What does the data read, word for word, from the line containing "Spot the navy" through its final line? Give those lines only.

+++ RECORD EXTRACTS

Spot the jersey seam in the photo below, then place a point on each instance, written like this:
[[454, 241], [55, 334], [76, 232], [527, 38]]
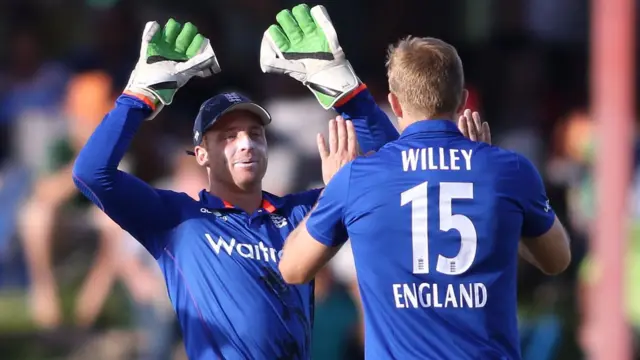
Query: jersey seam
[[344, 208]]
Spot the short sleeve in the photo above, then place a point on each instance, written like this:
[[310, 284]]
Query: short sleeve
[[538, 214], [326, 221]]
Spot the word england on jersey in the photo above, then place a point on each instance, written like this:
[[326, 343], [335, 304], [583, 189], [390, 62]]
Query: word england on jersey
[[436, 159], [439, 295], [425, 295]]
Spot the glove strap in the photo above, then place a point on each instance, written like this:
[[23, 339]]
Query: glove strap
[[148, 98]]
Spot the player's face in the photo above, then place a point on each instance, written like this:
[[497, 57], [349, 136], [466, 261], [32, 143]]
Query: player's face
[[237, 150]]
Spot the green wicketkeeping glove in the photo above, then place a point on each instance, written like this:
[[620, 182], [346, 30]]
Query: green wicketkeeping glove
[[168, 59], [304, 45]]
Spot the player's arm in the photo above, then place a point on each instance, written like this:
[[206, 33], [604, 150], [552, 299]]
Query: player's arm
[[304, 45], [544, 243], [168, 59], [320, 235]]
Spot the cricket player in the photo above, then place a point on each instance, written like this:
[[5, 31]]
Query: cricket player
[[219, 254], [436, 221]]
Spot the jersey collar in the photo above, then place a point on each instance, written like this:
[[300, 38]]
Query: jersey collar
[[430, 126], [270, 202]]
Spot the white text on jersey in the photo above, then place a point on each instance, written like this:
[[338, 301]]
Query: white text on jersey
[[426, 295], [436, 159], [250, 251]]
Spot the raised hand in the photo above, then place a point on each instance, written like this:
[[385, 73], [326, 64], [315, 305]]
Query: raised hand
[[169, 58], [304, 45], [472, 127], [343, 147]]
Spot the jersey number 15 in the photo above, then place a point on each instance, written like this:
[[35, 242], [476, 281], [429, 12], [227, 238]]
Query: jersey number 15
[[417, 197]]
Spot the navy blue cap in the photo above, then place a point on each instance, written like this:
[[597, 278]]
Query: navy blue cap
[[212, 109]]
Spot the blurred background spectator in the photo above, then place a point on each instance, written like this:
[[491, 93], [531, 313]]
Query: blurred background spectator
[[74, 286]]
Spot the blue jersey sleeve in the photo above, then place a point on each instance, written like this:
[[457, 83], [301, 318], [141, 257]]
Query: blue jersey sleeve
[[538, 214], [134, 205], [373, 127], [326, 221]]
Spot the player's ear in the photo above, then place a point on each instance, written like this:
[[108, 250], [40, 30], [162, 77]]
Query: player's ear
[[463, 101], [202, 156], [395, 105]]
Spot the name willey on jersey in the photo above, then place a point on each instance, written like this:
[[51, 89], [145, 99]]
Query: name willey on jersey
[[438, 295]]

++++++

▶ _RESPONSE_:
Spot the navy blue cap in the photo above, then place a point on each instance, written like this:
[[597, 278]]
Query: navy blue cap
[[212, 109]]
Spot the blurred background spectator in the photo above, then place a point on each instance, written like this:
[[491, 93], [531, 313]]
Query: blurred background spectator
[[74, 286]]
Spot the blue jersey sleeve in the photo above, then place a point on each instance, written like this:
[[457, 83], [301, 318], [141, 257]]
Query: blue jersey sleeve
[[538, 214], [134, 205], [373, 127], [326, 221]]
Spot the player's ear in the photo above, then place a point on each instance, written like this:
[[108, 250], [40, 30], [162, 77]]
Query: player's ear
[[463, 101], [202, 156], [395, 105]]
Spot the name willey on jersey in the photo above, then place a point on each instance, written like this:
[[51, 89], [145, 99]]
Query: name willey on jersey
[[438, 295]]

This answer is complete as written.